Records to process START

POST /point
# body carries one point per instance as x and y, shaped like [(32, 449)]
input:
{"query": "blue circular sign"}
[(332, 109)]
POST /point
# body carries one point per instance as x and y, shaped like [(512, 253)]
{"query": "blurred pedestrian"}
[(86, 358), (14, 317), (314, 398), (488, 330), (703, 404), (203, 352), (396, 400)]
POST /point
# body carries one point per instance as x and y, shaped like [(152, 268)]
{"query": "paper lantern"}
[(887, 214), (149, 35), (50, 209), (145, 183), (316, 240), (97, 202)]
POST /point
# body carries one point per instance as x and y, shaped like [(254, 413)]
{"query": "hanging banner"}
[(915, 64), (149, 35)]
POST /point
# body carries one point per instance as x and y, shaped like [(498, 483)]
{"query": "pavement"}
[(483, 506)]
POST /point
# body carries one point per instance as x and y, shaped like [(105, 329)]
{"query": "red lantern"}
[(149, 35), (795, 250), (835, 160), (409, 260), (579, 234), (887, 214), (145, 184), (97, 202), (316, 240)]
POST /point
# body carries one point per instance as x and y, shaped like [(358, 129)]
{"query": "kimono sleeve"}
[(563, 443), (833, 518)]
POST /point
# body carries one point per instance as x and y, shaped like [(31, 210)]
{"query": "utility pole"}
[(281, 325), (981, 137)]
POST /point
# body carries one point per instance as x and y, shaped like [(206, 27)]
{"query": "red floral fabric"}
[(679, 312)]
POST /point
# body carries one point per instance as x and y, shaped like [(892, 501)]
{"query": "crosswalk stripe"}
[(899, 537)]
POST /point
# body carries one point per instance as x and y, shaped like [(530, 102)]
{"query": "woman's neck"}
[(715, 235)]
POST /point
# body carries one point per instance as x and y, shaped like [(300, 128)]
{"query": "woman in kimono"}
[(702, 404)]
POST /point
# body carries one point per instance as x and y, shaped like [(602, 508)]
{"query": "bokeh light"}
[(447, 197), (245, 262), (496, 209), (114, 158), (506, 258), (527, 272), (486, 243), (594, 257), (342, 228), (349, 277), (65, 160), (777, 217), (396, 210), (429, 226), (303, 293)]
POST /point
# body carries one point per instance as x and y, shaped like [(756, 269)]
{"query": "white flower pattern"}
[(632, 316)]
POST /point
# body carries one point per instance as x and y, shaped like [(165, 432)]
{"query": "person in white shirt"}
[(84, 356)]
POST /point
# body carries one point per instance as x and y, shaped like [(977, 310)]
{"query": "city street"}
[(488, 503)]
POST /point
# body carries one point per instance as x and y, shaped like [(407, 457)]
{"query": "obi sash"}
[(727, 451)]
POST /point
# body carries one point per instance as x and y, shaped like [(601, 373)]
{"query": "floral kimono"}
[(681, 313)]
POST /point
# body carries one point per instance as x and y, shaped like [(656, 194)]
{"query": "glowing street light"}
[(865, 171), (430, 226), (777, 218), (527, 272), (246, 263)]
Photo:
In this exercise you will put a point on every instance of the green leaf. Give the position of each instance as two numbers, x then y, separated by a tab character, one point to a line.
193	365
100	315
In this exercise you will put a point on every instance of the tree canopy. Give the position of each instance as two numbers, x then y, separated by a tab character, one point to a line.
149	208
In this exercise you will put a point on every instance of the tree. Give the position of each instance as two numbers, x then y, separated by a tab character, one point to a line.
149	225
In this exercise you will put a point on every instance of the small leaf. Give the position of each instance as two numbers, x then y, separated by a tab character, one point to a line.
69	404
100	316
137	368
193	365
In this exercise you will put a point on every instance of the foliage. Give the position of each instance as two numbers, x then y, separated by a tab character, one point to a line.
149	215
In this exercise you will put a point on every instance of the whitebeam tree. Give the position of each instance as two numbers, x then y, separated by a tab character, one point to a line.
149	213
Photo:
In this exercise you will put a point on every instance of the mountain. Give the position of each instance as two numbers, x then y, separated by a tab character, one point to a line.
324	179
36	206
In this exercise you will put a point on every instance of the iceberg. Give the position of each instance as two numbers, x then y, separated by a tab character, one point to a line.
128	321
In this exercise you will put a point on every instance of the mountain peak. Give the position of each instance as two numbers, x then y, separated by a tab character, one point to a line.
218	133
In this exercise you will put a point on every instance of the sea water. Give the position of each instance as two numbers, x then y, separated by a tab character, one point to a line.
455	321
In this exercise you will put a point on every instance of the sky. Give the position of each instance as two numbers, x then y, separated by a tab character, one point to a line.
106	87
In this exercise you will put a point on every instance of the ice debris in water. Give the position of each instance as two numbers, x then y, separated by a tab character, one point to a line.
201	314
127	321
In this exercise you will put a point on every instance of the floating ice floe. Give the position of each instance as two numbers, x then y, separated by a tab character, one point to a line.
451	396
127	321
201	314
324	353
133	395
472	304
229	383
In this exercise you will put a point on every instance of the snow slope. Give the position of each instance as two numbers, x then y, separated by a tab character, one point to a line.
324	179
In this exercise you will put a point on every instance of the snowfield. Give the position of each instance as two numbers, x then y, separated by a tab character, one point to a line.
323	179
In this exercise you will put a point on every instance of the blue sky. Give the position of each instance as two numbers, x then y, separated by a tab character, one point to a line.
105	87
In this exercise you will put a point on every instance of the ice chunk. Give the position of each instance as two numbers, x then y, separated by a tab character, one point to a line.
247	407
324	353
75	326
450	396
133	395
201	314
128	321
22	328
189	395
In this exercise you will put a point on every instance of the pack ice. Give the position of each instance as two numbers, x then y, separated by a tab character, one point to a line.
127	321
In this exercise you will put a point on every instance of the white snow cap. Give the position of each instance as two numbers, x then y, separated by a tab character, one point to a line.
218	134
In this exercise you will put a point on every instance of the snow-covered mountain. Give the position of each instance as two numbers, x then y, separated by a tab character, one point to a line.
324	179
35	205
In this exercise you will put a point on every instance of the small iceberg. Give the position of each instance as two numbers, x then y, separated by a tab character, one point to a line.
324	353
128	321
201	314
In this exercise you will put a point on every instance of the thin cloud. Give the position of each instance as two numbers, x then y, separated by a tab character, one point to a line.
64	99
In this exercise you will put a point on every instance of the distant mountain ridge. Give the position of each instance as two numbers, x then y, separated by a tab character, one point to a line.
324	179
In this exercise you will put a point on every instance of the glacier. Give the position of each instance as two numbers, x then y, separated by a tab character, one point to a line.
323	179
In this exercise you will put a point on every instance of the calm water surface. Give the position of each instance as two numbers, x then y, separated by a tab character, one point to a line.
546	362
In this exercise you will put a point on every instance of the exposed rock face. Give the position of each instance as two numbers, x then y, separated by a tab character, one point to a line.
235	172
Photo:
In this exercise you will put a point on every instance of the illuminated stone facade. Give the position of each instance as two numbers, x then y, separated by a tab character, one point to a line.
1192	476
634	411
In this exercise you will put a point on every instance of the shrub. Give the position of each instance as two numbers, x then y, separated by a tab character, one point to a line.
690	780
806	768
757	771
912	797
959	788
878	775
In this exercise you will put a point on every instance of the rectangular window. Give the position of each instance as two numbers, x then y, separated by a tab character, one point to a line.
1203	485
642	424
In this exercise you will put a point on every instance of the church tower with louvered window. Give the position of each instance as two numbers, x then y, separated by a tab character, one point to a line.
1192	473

Records to process END

Task =
The whole listing is needed again, word for word.

Solution for this exercise =
POST /point
# body carries one point per instance as x and y, shaped like [(32, 449)]
input:
{"query": "blue circular sign"}
[(332, 109)]
POST /point
# body carries one point per instance as x and y, shaped like [(512, 253)]
{"query": "blurred pedestrian"}
[(86, 358), (14, 317), (314, 398), (488, 330), (703, 404), (203, 352), (396, 400)]
POST /point
# body carries one point per instance as x and y, shaped like [(152, 268)]
{"query": "paper lantern"}
[(887, 214), (149, 35), (50, 209), (145, 183), (316, 240), (97, 202)]
POST /point
# body carries one point per instance as x and y, shaped like [(254, 413)]
{"query": "hanging banner"}
[(915, 64), (149, 35)]
POST /point
# body carries one point per instance as x and y, shaped like [(498, 483)]
{"query": "pavement"}
[(483, 506)]
POST /point
# body carries one point per instance as x and y, shaped like [(105, 329)]
{"query": "red lantern"}
[(149, 35), (795, 250), (835, 160), (409, 260), (579, 234), (887, 214), (145, 184), (97, 202), (316, 240)]
POST /point
# body carries one point per instance as x and y, shaped like [(358, 129)]
{"query": "kimono sleeve"}
[(563, 443), (833, 518)]
POST /point
# body carries one point per instance as x and y, shaped like [(31, 210)]
{"query": "utility pole"}
[(281, 325), (981, 137)]
POST /point
# body carries one point per instance as x and y, shaped like [(206, 27)]
{"query": "red floral fabric"}
[(679, 312)]
POST /point
# body carries one point per instance as x and y, shaped like [(892, 501)]
{"query": "crosswalk stripe"}
[(899, 537)]
POST /point
# body carries one point per instance as x and y, shaped like [(530, 102)]
{"query": "woman's neck"}
[(715, 235)]
POST /point
# body carries one point per instance as x and y, shaped like [(300, 128)]
{"query": "woman in kimono"}
[(702, 404)]
POST /point
# body carries one point per instance as x and y, shaped like [(602, 508)]
{"query": "bokeh light"}
[(447, 197), (245, 262), (496, 209), (114, 158), (506, 258), (527, 272), (486, 243), (594, 257), (342, 228), (349, 277), (65, 160), (777, 217), (396, 210), (429, 226), (303, 293)]
POST /point
# body carries one point per instance as x and y, shaped like [(756, 269)]
{"query": "white flower pattern"}
[(632, 316)]
POST /point
# body carries one point per instance as x and y, shaped like [(165, 432)]
{"query": "person in white shirt"}
[(84, 356)]
POST /point
# body carries one point per instance as x and y, shaped like [(977, 310)]
{"query": "city street"}
[(488, 503)]
POST /point
# body carries one point per instance as x and y, shaped like [(407, 457)]
{"query": "obi sash"}
[(727, 451)]
POST /point
# body carries one point per instance as x and y, shaped like [(601, 373)]
{"query": "floral kimono"}
[(681, 313)]
POST /point
# body carries one point per instance as x and y, shaped like [(656, 194)]
{"query": "glowing street light"}
[(865, 171), (430, 226), (777, 218), (527, 272), (246, 263)]
Photo:
In this exercise you will put a point on every instance of the green leaf. Give the position of each instance as two numbers, x then y, separated by a tab character, one point to a line.
193	365
100	315
In this exercise you will put a point on every instance of the tree canopy. Give the position of each instance as two numbers, x then y, separated by a tab character, one point to a line.
149	208
In this exercise you will put a point on every instance of the tree. Give the position of each instance as two numbers, x then y, separated by a tab character, one point to a line.
149	225
In this exercise you will put a point on every instance of the small leaf. Give the position of each instance as two numbers, x then y, separated by a tab character, one point to a line.
69	404
100	316
137	368
193	365
In this exercise you will put a point on every instance of the foliage. Give the position of each instance as two numbers, x then y, separated by a tab character, one point to a line.
149	215
In this exercise you will put a point on every instance of the whitebeam tree. Give the position of each instance as two numbers, x then y, separated by a tab character, one point to a line.
149	213
Photo:
In this exercise you will put a point on every instance of the mountain. Give the position of each instance as two numbers, x then y, separated by a tab character, one point to a line.
324	179
36	206
In this exercise you will put a point on every instance of the iceberg. Give the position of each instance as two numbers, x then y, separated by a tab character, one point to a line.
128	321
In this exercise you will put a point on every instance of the mountain peak. Give the position of each instance as two numbers, x then y, separated by a tab character, one point to a line.
218	133
In this exercise you will put a point on every instance of the sea water. Give the position of each instance as two numbers, x then y, separated by a tab character, one point to a line.
455	321
In this exercise you will put a point on every instance of the sky. Give the position of each instance as two numbers, x then y, separated by a tab character, one point to a line.
106	87
In this exercise you will put a point on every instance of the ice debris in water. Give the position of each instance as two numbers, x then y, separated by a tab character, one point to a line.
201	314
127	321
In this exercise you will put a point on every instance of the floating ice floe. Give the position of each instance as two numbers, x then y, separated by a tab character, one point to a line.
451	396
127	321
201	314
324	353
133	395
472	304
229	383
In this exercise you will put a point on every instance of the snow slope. Give the position of each instance as two numbers, x then y, separated by a tab character, one point to a line.
324	179
In this exercise you will put a point on every instance of the snowfield. Give the position of each instance as two numbers, x then y, separated by a tab character, one point to a line.
323	179
In this exercise you will put a point on every instance of the blue sky. Give the position of each instance as two numbers, x then y, separated by a tab character, one point to a line.
105	87
In this exercise you will put a point on every instance of the ice chunk. Give the position of each instance as two numbers, x then y, separated by a tab character, one point to a line.
247	407
324	353
75	326
450	396
133	395
201	314
128	321
22	328
189	395
In this exercise you will put a point on every instance of the pack ice. Give the position of each instance as two numbers, x then y, separated by a tab character, one point to a line.
127	321
In this exercise you will put a point on every instance of the white snow cap. Give the position of each instance as two numbers, x then y, separated by a tab character, one point to a line.
218	134
In this exercise you will put a point on every instance of the snow-covered mountain. Give the position of each instance as two numbers, x then y, separated by a tab character, one point to a line.
324	179
35	205
In this exercise you will put a point on every instance of the small iceberg. Give the position of each instance as two numbers, x then y, separated by a tab character, one point to a line.
324	353
128	321
201	314
In this exercise you will put a point on every instance of the thin cloud. Give the position of each instance as two numbers, x then y, separated by a tab character, one point to a line.
64	99
In this exercise you will put a point on every instance of the distant mountain ridge. Give the position of each instance as two numbers, x then y, separated by a tab character, one point to a line.
324	179
In this exercise you will put a point on every instance of the glacier. Give the position of each instance as two numbers, x then y, separated by a tab character, one point to a line.
323	179
In this exercise you will put a point on every instance of the calm water surface. Give the position of each instance as two numbers, x then y, separated by a tab character, one point to a line.
546	362
In this exercise you will put a point on every instance of the exposed rock face. Give the position of each instance as two numbers, x then y, separated by a tab character, one point to a line.
235	172
Photo:
In this exercise you will put a point on every instance of the illuminated stone facade. Give the position of each instance as two numbers, x then y, separated by a tab character, one point to a line.
1192	476
634	411
In this exercise you will put a point on every instance of the shrub. Give the position of each instance as two numbers, x then y, separated by a tab character, one point to a line.
690	780
806	768
757	771
912	797
959	788
878	775
In this exercise you will put a point on every instance of the rectangular window. Give the position of each instance as two numbers, x then y, separated by a tab character, one point to a line.
1203	485
642	424
In this exercise you will put a point on every instance of the church tower with louvered window. Give the position of each instance as two numbers, x then y, separated by a tab character, one point to a line.
1192	473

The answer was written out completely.